Records from a data collection:

┄┄┄┄┄┄

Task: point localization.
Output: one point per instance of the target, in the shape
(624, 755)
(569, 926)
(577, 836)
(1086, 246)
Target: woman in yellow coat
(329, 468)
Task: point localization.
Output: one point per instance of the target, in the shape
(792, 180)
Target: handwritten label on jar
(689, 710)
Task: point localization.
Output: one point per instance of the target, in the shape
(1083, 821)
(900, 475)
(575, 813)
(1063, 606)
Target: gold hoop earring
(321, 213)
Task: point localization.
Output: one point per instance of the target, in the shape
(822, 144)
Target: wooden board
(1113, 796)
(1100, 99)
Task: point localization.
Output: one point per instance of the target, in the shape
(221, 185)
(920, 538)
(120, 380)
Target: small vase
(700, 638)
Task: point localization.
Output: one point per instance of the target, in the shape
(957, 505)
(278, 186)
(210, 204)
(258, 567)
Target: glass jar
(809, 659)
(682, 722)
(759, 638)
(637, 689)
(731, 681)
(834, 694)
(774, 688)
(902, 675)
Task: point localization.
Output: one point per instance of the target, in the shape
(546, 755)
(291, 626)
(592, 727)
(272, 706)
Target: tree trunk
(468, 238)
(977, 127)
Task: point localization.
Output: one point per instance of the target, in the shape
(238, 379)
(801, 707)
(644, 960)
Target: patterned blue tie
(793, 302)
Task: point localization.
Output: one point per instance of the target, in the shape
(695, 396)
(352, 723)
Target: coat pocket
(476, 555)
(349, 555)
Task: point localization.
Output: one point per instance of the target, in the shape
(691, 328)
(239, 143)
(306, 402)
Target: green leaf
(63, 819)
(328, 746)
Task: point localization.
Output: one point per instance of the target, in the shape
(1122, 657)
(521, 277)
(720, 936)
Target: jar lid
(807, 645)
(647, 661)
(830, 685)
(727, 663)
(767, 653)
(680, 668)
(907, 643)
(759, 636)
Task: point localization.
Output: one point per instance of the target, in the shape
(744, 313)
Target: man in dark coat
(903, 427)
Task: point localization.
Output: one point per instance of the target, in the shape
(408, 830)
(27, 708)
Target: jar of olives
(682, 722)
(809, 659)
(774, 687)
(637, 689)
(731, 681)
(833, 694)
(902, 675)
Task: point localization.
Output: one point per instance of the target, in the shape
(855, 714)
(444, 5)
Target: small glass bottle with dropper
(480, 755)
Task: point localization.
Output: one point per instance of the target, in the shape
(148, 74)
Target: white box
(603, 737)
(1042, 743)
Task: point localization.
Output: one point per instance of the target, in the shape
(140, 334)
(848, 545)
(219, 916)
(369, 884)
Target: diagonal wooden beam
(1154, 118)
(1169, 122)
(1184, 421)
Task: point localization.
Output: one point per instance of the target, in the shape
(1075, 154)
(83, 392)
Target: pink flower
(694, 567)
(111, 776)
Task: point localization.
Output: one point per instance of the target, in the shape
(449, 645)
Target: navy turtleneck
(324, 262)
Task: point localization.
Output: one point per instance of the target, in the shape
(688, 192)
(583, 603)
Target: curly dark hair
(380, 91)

┄┄┄┄┄┄

Write out each entry again, character for character.

Response below →
Task: point localization.
Output: one point per instance of the target, in the shape
(624, 755)
(569, 926)
(577, 836)
(1086, 246)
Target: woman in yellow coat
(329, 468)
Task: point localization.
Output: one point per instance of the target, in the shape
(792, 180)
Target: handwritten label on jar
(689, 710)
Task: point localization.
Output: one point per instance of the target, in the shape
(1083, 821)
(900, 475)
(575, 813)
(1063, 606)
Target: gold hoop earring
(321, 213)
Task: point localization.
Output: one point per instance of the target, in the shape
(822, 144)
Target: wooden board
(1113, 796)
(1100, 99)
Task: point localization.
Output: one point per instance of the target, in the shape
(221, 185)
(920, 538)
(120, 380)
Target: small vase
(700, 638)
Task: point localization.
Output: one point per instance of the target, in the shape
(957, 505)
(278, 186)
(210, 204)
(258, 567)
Target: glass jar
(809, 659)
(682, 722)
(759, 638)
(637, 689)
(731, 681)
(834, 694)
(774, 688)
(902, 675)
Task: point localization.
Output: one point per instance of the target, in the shape
(546, 755)
(291, 626)
(592, 727)
(272, 706)
Target: tree trunk
(468, 238)
(977, 127)
Task: point localization.
Output: one point per instance of the target, in the shape
(238, 379)
(801, 707)
(644, 960)
Target: patterned blue tie
(793, 302)
Task: point localization.
Output: one point per instance of the target, in the shape
(695, 396)
(352, 723)
Target: coat pocket
(476, 555)
(349, 555)
Task: point localization.
Output: one point per instance of the target, in the shape
(691, 328)
(239, 143)
(306, 402)
Target: green leaf
(63, 819)
(328, 746)
Task: point localization.
Output: one point per instance of the target, in the shape
(1122, 657)
(521, 277)
(720, 936)
Target: jar lid
(807, 645)
(647, 661)
(830, 685)
(727, 663)
(767, 653)
(680, 668)
(907, 643)
(759, 636)
Task: point localization.
Output: one point per instance of the target, in the shape
(744, 313)
Target: man in dark coat
(903, 427)
Task: point localization.
Output: one point per instance of the target, in the shape
(408, 830)
(27, 708)
Target: jar of olives
(682, 722)
(809, 659)
(774, 687)
(637, 689)
(731, 681)
(833, 694)
(902, 675)
Task: point localization.
Output: one point per instance of the target, in the shape
(855, 714)
(444, 5)
Target: small glass bottle with dropper
(480, 755)
Task: point localization.
Output: one point per instance of the target, in the shape
(148, 74)
Target: white box
(603, 737)
(1042, 743)
Task: point localization.
Output: one point per instance of the target, in the shape
(140, 334)
(848, 545)
(219, 916)
(369, 884)
Target: diagonal wooden beam
(1154, 118)
(1169, 122)
(1184, 421)
Task: point localization.
Output: one point per instance of the target, in the shape
(1075, 154)
(83, 392)
Target: pink flower
(694, 567)
(111, 776)
Task: point localization.
Output: one point per instance of the target, in the shape
(449, 645)
Target: navy turtleneck
(324, 262)
Task: point localization.
Output: one point per instance of the target, in the shape
(688, 192)
(583, 603)
Target: curly dark hair
(380, 91)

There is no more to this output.